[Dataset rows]
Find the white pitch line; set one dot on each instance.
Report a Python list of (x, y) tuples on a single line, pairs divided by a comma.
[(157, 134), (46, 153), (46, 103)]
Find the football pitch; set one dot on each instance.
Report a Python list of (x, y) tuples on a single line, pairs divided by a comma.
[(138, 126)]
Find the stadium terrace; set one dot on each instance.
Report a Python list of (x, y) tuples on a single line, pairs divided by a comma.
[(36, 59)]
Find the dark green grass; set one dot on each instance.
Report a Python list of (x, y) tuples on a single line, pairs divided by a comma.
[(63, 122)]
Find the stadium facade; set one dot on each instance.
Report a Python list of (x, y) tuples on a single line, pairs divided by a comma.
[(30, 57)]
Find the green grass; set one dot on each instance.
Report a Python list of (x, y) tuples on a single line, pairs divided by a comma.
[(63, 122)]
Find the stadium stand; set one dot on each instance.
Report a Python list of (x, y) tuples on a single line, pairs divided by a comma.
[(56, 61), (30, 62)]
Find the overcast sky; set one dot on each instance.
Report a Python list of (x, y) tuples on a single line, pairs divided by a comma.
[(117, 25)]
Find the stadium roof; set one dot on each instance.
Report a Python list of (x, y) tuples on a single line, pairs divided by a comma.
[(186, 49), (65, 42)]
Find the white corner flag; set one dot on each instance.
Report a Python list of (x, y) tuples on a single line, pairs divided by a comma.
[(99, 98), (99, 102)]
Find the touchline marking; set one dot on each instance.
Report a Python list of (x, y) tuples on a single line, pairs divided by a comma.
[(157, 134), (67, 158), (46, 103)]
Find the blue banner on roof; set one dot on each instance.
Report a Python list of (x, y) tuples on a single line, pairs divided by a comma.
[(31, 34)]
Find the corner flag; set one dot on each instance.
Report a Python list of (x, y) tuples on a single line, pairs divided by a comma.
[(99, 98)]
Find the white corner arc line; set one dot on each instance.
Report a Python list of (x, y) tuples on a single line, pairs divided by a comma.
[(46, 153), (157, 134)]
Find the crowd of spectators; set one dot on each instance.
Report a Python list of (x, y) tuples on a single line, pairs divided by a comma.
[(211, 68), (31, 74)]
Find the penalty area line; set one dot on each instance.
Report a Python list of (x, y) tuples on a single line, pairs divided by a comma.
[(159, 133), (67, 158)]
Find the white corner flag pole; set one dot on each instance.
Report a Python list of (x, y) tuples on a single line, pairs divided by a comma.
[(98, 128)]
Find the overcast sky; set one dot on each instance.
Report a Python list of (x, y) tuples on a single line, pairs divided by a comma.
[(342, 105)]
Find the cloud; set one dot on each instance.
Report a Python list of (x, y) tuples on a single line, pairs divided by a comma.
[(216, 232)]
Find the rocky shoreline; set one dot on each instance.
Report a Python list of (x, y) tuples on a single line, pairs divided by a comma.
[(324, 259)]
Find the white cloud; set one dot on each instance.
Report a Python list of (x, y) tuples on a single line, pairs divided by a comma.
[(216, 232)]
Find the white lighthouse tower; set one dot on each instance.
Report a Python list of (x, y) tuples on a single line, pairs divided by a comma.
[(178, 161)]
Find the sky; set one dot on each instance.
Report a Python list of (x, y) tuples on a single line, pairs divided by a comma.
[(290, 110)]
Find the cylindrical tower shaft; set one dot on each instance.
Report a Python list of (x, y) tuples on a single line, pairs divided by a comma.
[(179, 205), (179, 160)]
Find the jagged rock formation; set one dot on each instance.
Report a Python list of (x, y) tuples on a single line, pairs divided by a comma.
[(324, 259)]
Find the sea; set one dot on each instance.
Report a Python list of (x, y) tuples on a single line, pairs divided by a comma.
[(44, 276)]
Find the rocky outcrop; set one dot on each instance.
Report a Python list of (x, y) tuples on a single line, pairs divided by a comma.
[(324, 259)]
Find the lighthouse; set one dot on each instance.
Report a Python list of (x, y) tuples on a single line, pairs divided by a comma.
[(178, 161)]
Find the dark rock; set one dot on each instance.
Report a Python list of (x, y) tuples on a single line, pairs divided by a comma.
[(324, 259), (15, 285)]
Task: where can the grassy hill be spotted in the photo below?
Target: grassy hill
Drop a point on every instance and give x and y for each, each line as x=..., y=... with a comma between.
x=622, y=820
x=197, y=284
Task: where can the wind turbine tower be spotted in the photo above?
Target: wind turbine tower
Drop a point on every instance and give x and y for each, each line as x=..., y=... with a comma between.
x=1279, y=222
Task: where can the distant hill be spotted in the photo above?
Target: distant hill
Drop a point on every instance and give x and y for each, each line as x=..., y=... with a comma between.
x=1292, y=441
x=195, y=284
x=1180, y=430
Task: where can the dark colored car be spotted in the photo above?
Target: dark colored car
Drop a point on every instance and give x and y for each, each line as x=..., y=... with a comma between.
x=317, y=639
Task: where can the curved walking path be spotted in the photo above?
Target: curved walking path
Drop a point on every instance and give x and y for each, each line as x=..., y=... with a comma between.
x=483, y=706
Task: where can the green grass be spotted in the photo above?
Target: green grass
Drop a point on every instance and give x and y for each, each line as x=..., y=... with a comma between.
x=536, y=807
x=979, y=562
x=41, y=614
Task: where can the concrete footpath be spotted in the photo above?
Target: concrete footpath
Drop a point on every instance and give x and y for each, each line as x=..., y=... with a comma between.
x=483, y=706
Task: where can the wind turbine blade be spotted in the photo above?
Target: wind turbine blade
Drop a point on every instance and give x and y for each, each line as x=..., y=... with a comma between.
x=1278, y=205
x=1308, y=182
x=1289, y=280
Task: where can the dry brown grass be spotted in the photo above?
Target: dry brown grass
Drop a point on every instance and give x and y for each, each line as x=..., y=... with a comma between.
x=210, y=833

Written exercise → Reproduce every line above word for word, without changing or leaving out anything.

The response →
Find the white pitch line; set one dot on each instance.
Report a Python list of (x, y) tuples on a single line, pairs divided by a comma.
[(157, 134), (46, 153), (46, 103)]
Find the football pitch; set one dot on each instance.
Report a Python list of (x, y) tuples on a single line, pairs divided by a comma.
[(138, 126)]
Find the stadium terrace; set one dot on each instance.
Report a Python list of (x, y) tuples on a single line, pairs divided by a comma.
[(36, 59)]
Find the dark green grass; set one dot on each instance.
Report a Python list of (x, y) tuples on a single line, pairs divided by a comma.
[(63, 122)]
Find the stadium facade; set one dot on each instance.
Report a Python list of (x, y) tuples on a single line, pairs divided by a comma.
[(30, 57)]
Find the green grass; set one dot on each instance.
Report a Python list of (x, y) tuples on a single line, pairs divided by a comma.
[(63, 122)]
Find the stadium stand; set one dot on each instance.
Report a Python list of (x, y) tuples on a single line, pairs divided by a comma.
[(56, 61), (30, 62)]
Find the overcast sky; set one dot on each instance.
Report a Python list of (x, y) tuples on a single line, pairs divided by a comma.
[(117, 25)]
Find the stadium roof; set one dot on each instance.
Report a Python list of (x, y) tuples on a single line, pairs divided by a comma.
[(186, 49), (65, 42)]
Find the white corner flag; set one dot on each instance.
Report a Python list of (x, y) tuples on a single line, pairs divided by a comma.
[(99, 98), (99, 102)]
Find the touchline marking; set one dot on each instance.
Report a Python list of (x, y) tuples on a single line, pairs divided by a comma.
[(157, 134), (67, 158), (46, 103)]
Find the blue banner on roof; set one dot on each instance.
Report a Python list of (x, y) tuples on a single line, pairs divided by a comma.
[(31, 34)]
Find the corner flag; set one dot on each instance.
Report a Python list of (x, y) tuples on a single line, pairs divided by a comma.
[(99, 98)]
Find the white corner arc line; set one dot on each instance.
Report a Python list of (x, y) tuples on a single line, pairs divided by a comma.
[(46, 153), (157, 134)]
Find the crowd of spectators; set one dot on each instance.
Report a Python list of (x, y) tuples on a single line, pairs divided by a comma.
[(211, 68), (31, 74)]
Find the penalty area line; set one dot on each instance.
Report a Python list of (x, y) tuples on a single line, pairs divided by a comma.
[(159, 133), (67, 158)]
Find the white corner flag pole; set one dot on each instance.
Report a Python list of (x, y) tuples on a single line, pairs divided by a comma.
[(98, 128)]
Find the overcast sky; set one dot on each instance.
Report a Python list of (x, y) tuples on a single line, pairs divided by a comma.
[(342, 105)]
Find the cloud; set one dot on each instance.
Report a Python list of (x, y) tuples on a single line, pairs divided by a comma.
[(216, 232)]
Find the rocky shoreline; set one dot on each instance.
Report a Python list of (x, y) tuples on a single line, pairs divided by a comma.
[(324, 259)]
Find the white cloud; set one dot on each instance.
Report a Python list of (x, y) tuples on a single line, pairs divided by a comma.
[(216, 232)]
Find the white lighthouse tower; set one dot on each instance.
Report a Python list of (x, y) tuples on a single line, pairs divided by a comma.
[(178, 161)]
Find the sky; set one dot on each instance.
Report a Python list of (x, y) tuples on a single line, pairs divided by a comma.
[(290, 110)]
Find the cylindrical tower shaft; set one dot on each instance.
Report a Python list of (x, y) tuples on a single line, pairs divided by a comma.
[(179, 205), (179, 160)]
Find the jagged rock formation; set one dot on each instance.
Report a Python list of (x, y) tuples on a single line, pairs divided by a comma.
[(324, 259)]
Find the sea; set one dot on each instance.
Report a Python list of (x, y) tuples on a single line, pairs divided by a comma.
[(44, 276)]
Find the rocky outcrop; set one dot on each instance.
Report a Python list of (x, y) tuples on a single line, pairs divided by a comma.
[(324, 259)]
Find the lighthouse; set one dot on each instance.
Report a Python list of (x, y) tuples on a single line, pairs divided by a comma.
[(178, 161)]
Find the dark rock; set one dot on each instance.
Report a Python list of (x, y) tuples on a single line, pairs divided by a comma.
[(324, 259), (15, 285)]
Task: where can the grassy hill be spotted in the photo below?
Target: grassy hill
Drop a point on every instance and give x and y for each, each line as x=..., y=... with a comma between.
x=622, y=820
x=197, y=284
Task: where can the wind turbine tower be spotted in the photo above?
Target: wind turbine tower
Drop a point on every instance and give x and y for each, each line as x=..., y=... with a comma between.
x=1279, y=222
Task: where can the distant hill be spotted in the photo above?
Target: distant hill
Drop a point on every instance and give x and y for each, each line as x=..., y=... with a comma between.
x=1292, y=441
x=195, y=284
x=1180, y=430
Task: where can the dark colored car be spotted in the photo above?
Target: dark colored car
Drop a point on every instance and give x and y for each, each line as x=..., y=... with a comma between.
x=317, y=639
Task: where can the curved walking path be spotted in the photo above?
Target: curved walking path
Drop a point on every instance and give x and y for each, each line as x=..., y=... with a comma between.
x=483, y=706
Task: where can the green grass be spotted in the photo above?
Target: green grass
Drop a point on every instance and give x and y for each, each line as x=..., y=... with a comma between.
x=536, y=807
x=979, y=562
x=41, y=614
Task: where can the concrete footpath be spotted in the photo above?
Target: concrete footpath
Drop a point on every instance and give x and y for each, each line as x=..., y=... with a comma between.
x=483, y=706
Task: where can the wind turbine blade be spotted in the photo above?
Target: wind turbine blade
Drop a point on every instance and give x and y for each, each line as x=..., y=... with a comma between.
x=1278, y=205
x=1308, y=182
x=1289, y=280
Task: where can the dry brown grass be spotted in the photo above?
Target: dry brown grass
Drop a point on every instance and give x and y for each, each line as x=..., y=... with a comma between.
x=210, y=833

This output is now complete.